Labeled area outline items:
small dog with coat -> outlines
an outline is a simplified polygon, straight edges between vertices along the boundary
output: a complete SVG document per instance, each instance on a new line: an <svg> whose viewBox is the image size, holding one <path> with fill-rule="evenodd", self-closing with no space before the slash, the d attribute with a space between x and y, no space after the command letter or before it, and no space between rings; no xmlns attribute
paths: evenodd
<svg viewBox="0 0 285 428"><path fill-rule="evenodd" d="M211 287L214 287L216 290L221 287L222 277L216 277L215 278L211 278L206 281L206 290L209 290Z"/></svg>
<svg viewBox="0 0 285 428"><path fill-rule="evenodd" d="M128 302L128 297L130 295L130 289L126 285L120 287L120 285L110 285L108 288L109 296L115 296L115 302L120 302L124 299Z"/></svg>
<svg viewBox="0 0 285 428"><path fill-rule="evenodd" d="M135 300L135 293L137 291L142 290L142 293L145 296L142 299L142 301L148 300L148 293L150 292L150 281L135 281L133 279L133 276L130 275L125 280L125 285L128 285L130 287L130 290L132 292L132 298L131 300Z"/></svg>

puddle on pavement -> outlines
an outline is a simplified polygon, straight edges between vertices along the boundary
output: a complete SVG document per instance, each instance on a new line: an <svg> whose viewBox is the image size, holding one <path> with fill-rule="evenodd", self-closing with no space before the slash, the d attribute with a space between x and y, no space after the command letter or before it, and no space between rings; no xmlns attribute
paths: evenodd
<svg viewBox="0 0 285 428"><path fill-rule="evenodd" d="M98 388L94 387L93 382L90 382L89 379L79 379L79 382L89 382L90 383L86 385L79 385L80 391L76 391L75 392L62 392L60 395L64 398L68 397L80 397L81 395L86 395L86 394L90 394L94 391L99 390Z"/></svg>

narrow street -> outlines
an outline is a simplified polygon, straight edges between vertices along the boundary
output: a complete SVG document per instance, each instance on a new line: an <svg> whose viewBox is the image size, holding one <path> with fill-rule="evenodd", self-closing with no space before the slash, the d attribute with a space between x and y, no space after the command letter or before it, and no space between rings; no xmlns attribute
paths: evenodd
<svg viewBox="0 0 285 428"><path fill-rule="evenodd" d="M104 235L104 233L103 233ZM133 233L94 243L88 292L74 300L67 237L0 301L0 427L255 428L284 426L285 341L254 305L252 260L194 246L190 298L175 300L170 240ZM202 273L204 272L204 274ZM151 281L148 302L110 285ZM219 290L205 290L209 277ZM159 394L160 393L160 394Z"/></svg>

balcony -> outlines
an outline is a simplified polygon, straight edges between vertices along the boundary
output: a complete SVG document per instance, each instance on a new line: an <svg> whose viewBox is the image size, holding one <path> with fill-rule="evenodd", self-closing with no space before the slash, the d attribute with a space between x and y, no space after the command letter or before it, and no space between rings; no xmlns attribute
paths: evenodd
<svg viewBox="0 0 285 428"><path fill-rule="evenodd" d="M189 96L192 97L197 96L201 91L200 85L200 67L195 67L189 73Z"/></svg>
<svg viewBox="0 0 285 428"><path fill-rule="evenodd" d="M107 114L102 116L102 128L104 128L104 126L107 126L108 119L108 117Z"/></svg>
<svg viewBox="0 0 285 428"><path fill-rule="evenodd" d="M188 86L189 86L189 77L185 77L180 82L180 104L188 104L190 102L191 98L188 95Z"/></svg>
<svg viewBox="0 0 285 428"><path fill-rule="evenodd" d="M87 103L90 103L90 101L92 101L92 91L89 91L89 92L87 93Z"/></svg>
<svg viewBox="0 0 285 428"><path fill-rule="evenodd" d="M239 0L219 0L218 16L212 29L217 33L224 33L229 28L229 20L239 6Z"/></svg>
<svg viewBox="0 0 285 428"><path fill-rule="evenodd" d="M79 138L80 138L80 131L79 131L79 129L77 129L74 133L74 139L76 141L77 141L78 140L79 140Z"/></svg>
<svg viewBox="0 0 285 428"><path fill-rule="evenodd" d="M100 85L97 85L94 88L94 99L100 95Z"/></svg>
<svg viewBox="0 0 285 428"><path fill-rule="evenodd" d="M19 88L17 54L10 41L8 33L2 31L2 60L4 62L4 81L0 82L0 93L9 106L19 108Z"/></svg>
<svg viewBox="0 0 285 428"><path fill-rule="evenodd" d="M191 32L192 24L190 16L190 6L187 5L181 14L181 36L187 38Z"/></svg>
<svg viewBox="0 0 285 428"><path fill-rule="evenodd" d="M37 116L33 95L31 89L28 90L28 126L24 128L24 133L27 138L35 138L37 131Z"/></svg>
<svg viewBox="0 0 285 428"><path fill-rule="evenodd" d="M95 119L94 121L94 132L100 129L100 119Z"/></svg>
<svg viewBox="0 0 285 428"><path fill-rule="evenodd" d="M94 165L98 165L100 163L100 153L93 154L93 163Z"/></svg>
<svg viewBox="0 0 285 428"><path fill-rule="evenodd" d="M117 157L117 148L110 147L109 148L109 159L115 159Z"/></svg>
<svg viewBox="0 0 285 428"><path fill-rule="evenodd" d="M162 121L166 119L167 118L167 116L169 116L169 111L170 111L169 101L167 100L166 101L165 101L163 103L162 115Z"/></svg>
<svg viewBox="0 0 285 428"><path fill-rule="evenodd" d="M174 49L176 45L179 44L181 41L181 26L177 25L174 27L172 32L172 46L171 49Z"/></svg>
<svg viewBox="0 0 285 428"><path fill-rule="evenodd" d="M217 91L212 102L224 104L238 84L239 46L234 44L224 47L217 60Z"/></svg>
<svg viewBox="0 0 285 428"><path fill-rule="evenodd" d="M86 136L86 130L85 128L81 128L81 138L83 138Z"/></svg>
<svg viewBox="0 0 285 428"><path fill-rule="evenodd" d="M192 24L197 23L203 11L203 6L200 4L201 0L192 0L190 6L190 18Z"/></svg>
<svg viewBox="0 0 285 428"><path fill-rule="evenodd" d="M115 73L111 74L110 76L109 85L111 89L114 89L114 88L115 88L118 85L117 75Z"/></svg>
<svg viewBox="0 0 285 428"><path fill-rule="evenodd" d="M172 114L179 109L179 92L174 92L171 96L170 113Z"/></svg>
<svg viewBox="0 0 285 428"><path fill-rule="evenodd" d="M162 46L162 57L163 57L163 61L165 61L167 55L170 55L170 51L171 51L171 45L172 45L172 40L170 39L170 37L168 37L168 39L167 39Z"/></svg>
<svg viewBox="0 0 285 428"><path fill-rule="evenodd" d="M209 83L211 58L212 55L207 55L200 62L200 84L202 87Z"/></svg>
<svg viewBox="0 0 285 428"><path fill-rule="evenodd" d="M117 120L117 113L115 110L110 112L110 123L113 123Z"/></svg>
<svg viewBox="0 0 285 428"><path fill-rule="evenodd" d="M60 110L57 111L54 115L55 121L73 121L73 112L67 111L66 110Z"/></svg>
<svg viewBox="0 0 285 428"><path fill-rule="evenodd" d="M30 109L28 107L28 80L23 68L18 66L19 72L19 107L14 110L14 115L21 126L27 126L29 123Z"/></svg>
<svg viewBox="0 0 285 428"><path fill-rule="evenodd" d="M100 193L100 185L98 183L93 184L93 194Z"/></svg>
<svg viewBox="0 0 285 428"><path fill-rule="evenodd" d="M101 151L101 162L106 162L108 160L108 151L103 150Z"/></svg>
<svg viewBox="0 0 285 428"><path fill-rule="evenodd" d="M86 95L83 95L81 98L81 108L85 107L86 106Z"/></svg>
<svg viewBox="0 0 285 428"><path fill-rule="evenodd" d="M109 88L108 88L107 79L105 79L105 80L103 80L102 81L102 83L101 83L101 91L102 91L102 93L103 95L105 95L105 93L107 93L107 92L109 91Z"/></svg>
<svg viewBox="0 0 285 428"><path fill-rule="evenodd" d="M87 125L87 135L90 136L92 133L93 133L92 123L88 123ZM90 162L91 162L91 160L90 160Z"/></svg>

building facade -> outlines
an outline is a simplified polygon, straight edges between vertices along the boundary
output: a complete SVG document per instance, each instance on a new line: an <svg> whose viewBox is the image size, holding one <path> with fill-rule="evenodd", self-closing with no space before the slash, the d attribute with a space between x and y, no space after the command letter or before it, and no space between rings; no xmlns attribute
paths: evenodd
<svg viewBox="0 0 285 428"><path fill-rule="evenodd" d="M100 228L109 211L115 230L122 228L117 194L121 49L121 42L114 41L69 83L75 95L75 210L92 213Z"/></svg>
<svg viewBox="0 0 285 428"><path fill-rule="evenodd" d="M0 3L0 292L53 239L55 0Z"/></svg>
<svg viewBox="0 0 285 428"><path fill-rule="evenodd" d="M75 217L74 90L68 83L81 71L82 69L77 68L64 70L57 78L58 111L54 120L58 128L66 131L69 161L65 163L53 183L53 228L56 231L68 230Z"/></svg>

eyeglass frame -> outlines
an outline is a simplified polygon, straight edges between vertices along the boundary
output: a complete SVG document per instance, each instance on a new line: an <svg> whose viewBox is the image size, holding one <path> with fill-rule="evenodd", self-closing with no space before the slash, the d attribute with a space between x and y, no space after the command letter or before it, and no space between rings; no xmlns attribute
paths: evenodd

TASK DESCRIPTION: Format the material from its first line through the line containing "300L135 293L137 291L142", both included, as a Markdown table with the columns Row and Line. Number each row and leave out blank lines.

WRITTEN RESPONSE:
| Row | Line |
|---|---|
| 1 | small dog with coat -> outlines |
| 2 | an outline is a simplified polygon, straight edges between vertices along the boundary |
| 3 | output: a complete SVG document per instance, each instance on a new line: an <svg> whose viewBox is the image size, holding one <path> with fill-rule="evenodd", self-closing with no space before the slash, the d attribute with a space between x and y, no space after the command letter or before it, and no space between rings; no xmlns attribute |
| 4 | paths: evenodd |
| 5 | <svg viewBox="0 0 285 428"><path fill-rule="evenodd" d="M211 287L214 287L216 290L221 287L222 277L216 277L215 278L211 278L206 281L206 290L209 290Z"/></svg> |
| 6 | <svg viewBox="0 0 285 428"><path fill-rule="evenodd" d="M128 302L128 297L130 295L130 289L126 285L120 287L120 285L110 285L108 288L109 296L115 296L115 302L120 302L124 299Z"/></svg> |
| 7 | <svg viewBox="0 0 285 428"><path fill-rule="evenodd" d="M135 300L135 293L137 291L142 290L142 293L145 296L142 299L142 301L148 300L148 293L150 292L150 281L135 281L133 279L133 276L130 275L125 280L125 285L128 285L130 287L130 290L132 292L132 298L131 300Z"/></svg> |